[Start of Attachment]

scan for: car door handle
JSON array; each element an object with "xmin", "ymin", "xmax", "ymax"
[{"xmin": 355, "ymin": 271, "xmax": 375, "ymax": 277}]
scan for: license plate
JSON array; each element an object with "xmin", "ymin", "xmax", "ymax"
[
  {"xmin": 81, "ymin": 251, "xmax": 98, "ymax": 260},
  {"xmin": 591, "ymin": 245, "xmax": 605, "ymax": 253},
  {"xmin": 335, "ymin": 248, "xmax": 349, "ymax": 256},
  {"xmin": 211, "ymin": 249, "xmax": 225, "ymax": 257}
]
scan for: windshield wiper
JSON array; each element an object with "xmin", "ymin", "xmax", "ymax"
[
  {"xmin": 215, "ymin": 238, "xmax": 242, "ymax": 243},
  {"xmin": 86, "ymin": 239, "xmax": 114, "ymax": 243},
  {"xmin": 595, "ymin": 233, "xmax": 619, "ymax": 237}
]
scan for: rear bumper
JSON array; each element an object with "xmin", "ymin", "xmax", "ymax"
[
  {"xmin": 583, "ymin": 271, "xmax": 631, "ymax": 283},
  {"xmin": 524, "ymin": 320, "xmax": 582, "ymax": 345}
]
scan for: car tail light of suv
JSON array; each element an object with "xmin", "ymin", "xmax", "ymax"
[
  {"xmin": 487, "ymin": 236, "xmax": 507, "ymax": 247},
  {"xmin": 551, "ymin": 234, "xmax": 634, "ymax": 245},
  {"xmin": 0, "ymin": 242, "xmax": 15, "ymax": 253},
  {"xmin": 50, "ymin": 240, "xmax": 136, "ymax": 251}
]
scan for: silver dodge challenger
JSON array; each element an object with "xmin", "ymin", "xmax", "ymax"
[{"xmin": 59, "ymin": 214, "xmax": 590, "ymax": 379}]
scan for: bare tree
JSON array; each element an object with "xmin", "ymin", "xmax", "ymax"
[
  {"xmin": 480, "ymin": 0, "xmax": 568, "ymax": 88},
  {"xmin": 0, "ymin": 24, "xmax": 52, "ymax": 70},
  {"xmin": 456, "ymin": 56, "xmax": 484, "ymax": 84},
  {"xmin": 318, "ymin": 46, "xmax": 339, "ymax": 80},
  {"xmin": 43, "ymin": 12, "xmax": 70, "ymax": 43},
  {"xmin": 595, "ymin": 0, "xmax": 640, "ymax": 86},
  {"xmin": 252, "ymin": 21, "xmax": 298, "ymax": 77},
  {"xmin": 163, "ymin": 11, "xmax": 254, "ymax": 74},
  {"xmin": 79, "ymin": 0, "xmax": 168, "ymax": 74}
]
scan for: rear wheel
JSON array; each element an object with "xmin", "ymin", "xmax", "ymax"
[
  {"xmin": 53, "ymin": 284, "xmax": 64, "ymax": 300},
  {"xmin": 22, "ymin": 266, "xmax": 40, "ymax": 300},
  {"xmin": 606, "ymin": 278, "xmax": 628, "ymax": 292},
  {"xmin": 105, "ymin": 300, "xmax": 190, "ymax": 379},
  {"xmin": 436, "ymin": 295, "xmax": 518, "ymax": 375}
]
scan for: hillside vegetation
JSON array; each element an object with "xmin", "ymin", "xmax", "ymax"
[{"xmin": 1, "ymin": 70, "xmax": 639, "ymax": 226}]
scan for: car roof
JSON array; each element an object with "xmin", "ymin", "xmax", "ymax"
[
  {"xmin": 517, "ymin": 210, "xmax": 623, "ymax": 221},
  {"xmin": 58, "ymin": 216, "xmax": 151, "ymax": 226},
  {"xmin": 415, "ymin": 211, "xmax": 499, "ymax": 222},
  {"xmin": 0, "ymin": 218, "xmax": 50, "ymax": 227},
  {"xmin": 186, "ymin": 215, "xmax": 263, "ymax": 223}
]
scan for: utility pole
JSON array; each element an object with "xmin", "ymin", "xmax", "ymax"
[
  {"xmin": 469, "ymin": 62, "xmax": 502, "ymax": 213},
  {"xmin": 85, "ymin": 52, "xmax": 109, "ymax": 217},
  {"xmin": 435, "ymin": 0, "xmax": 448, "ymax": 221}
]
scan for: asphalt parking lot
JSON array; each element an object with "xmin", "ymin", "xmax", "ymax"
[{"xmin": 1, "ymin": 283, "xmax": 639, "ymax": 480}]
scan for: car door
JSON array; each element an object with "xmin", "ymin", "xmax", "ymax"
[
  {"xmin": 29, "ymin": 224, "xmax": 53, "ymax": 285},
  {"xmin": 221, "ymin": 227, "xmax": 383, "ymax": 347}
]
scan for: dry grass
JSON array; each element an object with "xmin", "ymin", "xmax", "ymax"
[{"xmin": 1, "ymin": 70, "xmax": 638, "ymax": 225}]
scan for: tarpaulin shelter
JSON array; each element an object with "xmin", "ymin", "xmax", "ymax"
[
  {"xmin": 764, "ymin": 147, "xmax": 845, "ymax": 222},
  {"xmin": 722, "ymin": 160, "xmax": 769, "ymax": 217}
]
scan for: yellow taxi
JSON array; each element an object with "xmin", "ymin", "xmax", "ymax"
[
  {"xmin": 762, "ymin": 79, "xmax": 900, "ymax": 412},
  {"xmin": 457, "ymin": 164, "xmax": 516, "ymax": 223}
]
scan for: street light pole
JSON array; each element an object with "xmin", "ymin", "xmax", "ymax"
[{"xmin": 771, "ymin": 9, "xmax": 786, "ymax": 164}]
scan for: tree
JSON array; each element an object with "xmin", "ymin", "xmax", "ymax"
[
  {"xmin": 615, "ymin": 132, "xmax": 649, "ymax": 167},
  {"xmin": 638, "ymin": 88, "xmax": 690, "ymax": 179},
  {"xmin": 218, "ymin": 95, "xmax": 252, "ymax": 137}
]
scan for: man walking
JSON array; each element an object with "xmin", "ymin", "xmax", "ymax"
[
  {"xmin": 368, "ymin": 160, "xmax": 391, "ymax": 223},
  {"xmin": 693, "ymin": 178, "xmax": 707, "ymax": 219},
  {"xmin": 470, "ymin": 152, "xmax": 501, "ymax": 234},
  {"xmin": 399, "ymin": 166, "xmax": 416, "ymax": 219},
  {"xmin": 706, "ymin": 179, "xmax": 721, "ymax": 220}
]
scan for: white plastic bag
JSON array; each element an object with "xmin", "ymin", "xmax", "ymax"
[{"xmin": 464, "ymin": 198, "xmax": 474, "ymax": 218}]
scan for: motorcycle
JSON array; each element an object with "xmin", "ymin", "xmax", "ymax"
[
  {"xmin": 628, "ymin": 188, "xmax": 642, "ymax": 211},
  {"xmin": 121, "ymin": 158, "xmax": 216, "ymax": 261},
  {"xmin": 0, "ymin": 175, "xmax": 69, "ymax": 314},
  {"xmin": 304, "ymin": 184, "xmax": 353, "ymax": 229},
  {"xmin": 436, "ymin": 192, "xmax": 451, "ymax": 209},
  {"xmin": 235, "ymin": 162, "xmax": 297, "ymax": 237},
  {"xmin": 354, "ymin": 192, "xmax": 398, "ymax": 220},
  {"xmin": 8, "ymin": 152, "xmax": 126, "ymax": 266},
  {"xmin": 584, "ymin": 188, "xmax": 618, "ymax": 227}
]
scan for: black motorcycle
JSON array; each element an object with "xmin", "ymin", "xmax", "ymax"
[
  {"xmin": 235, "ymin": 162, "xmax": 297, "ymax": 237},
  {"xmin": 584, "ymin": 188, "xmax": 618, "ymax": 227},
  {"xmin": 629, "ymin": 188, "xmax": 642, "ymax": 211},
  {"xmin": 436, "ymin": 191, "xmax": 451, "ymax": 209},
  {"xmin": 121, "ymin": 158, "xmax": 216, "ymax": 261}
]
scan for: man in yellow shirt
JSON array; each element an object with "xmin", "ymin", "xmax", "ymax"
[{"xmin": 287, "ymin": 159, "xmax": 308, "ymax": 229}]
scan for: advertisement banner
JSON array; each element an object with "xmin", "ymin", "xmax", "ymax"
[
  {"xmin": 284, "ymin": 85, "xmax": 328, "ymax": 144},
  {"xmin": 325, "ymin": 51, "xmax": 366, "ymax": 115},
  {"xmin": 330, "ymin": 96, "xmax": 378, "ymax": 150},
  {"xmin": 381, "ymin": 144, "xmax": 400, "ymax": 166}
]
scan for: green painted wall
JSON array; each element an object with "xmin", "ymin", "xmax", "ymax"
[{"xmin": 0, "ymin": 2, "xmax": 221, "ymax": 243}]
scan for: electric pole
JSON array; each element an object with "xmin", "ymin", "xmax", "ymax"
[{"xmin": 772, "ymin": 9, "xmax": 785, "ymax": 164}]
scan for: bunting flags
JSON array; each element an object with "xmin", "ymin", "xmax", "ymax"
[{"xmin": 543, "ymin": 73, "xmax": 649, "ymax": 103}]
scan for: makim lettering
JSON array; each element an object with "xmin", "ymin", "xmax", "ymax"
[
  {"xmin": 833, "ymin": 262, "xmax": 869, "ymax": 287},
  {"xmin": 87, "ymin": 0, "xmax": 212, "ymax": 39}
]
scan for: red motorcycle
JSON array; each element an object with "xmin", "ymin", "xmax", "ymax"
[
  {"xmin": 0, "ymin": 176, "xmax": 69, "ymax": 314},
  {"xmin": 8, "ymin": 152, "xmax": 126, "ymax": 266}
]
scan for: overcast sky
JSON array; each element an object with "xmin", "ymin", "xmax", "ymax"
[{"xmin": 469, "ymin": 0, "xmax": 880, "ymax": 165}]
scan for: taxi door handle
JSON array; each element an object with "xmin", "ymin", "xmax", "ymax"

[End of Attachment]

= Exercise objective =
Only an exact copy of the listing above, from its first line up to and including the line with "scan for: bare tree", counts as the answer.

= Response box =
scan for: car door handle
JSON array; each element an object with "xmin", "ymin", "xmax", "ymax"
[{"xmin": 355, "ymin": 271, "xmax": 375, "ymax": 277}]
scan for: license plate
JSON array; each element an object with "xmin", "ymin", "xmax", "ymax"
[
  {"xmin": 81, "ymin": 251, "xmax": 98, "ymax": 260},
  {"xmin": 591, "ymin": 245, "xmax": 605, "ymax": 253},
  {"xmin": 335, "ymin": 248, "xmax": 349, "ymax": 256},
  {"xmin": 211, "ymin": 249, "xmax": 225, "ymax": 257}
]
scan for: windshield wiper
JSON array; each element an object with "xmin", "ymin", "xmax", "ymax"
[
  {"xmin": 215, "ymin": 238, "xmax": 242, "ymax": 243},
  {"xmin": 86, "ymin": 239, "xmax": 114, "ymax": 243},
  {"xmin": 595, "ymin": 233, "xmax": 619, "ymax": 237}
]
scan for: rear bumper
JSON array; each element an object with "xmin", "ymin", "xmax", "ymax"
[
  {"xmin": 583, "ymin": 271, "xmax": 631, "ymax": 283},
  {"xmin": 524, "ymin": 320, "xmax": 582, "ymax": 345}
]
scan for: car tail light of suv
JSON array; each element an object with "xmin", "ymin", "xmax", "ymax"
[
  {"xmin": 487, "ymin": 236, "xmax": 507, "ymax": 247},
  {"xmin": 551, "ymin": 234, "xmax": 634, "ymax": 245},
  {"xmin": 0, "ymin": 242, "xmax": 15, "ymax": 253},
  {"xmin": 50, "ymin": 240, "xmax": 136, "ymax": 251}
]
scan for: silver dodge challenger
JSON array; each element an object with "xmin", "ymin", "xmax", "ymax"
[{"xmin": 59, "ymin": 214, "xmax": 590, "ymax": 379}]
scan for: bare tree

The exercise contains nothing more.